═══ Supplied data ═══

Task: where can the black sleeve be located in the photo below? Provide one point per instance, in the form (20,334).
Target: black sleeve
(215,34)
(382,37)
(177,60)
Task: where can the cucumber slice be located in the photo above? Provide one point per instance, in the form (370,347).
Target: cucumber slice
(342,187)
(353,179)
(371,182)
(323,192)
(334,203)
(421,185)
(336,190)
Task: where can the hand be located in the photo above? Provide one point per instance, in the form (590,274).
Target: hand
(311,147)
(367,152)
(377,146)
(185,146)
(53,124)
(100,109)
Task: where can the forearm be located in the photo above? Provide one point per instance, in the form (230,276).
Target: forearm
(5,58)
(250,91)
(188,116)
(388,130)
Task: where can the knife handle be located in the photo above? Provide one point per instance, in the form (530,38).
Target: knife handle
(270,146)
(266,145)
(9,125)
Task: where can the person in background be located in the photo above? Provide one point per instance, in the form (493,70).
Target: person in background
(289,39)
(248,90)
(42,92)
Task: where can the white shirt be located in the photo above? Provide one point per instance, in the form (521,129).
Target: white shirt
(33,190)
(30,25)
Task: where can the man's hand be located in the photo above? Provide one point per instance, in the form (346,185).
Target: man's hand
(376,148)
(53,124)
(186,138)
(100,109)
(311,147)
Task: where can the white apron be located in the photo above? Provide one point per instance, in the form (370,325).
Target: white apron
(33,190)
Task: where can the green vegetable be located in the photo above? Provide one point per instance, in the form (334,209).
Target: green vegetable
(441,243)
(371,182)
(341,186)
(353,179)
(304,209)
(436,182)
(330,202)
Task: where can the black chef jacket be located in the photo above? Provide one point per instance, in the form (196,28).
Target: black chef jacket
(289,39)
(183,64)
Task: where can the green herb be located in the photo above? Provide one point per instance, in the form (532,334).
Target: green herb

═══

**Direction**
Convert every line of the rows above into a Markdown table with the columns "No." and "Line", numbering the lines in order and leaving out blank ones.

**Result**
| No. | Line |
|---|---|
| 1 | Task: where can the black sleeve be located in the photo below? Provide one point per instance, in the form (20,334). |
| 2 | Target: black sleeve |
| 3 | (215,34) |
| 4 | (382,37) |
| 5 | (177,60) |
| 6 | Task: where can the cucumber slice be located in the photo above? Provide one point per instance, in the form (370,347). |
| 7 | Target: cucumber slice |
| 8 | (342,187) |
| 9 | (353,179) |
| 10 | (371,182) |
| 11 | (323,192) |
| 12 | (334,203) |
| 13 | (421,185) |
| 14 | (336,190) |
| 15 | Task: where can the hand be located in the photo above? Provide one point per instance, in the form (590,274). |
| 16 | Target: hand |
| 17 | (311,147) |
| 18 | (367,152) |
| 19 | (377,146) |
| 20 | (185,146) |
| 21 | (53,124) |
| 22 | (100,109) |
| 23 | Task: where can the forearm be located in the photo above? Provide one point per instance, in the form (230,276). |
| 24 | Target: forearm |
| 25 | (5,58) |
| 26 | (250,91) |
| 27 | (188,116) |
| 28 | (388,130) |
| 29 | Task: where can the knife handle be located in the photo above? Provide one point per instance, in the form (530,38). |
| 30 | Target: knife handle |
| 31 | (270,146) |
| 32 | (266,145) |
| 33 | (9,125) |
| 34 | Task: where can the person in background be located in the photo above? Provide one point per instance, in the form (493,70). |
| 35 | Target: person in background |
| 36 | (289,39) |
| 37 | (248,90) |
| 38 | (42,92) |
| 39 | Task: where can the white shirt be located in the photo above? Provide one point per instance, in the form (521,129). |
| 40 | Target: white shirt |
| 41 | (33,190) |
| 42 | (30,25) |
| 43 | Task: where can the man's hand be located in the photo above? Provide one point per instance, in the form (346,185). |
| 44 | Target: man's hand |
| 45 | (376,148) |
| 46 | (53,124) |
| 47 | (186,138) |
| 48 | (100,109) |
| 49 | (311,147) |
| 50 | Task: where can the white apron be located in the photo above? Provide one point per instance, in the form (370,325). |
| 51 | Target: white apron |
| 52 | (33,190) |
| 53 | Task: where can the green vegetable be located in the photo above? Provide one point per instance, in the form (334,209). |
| 54 | Target: green vegetable |
| 55 | (441,243) |
| 56 | (371,182) |
| 57 | (341,186) |
| 58 | (353,179) |
| 59 | (304,209) |
| 60 | (436,182) |
| 61 | (330,202) |
| 62 | Task: where can the black chef jacket be located in the photo above? Provide one point per instance, in the form (196,28). |
| 63 | Target: black chef jacket |
| 64 | (289,39) |
| 65 | (183,64) |
| 66 | Task: where can the green herb be located in the photo above? Provide one point per instance, in the form (532,334). |
| 67 | Target: green herb |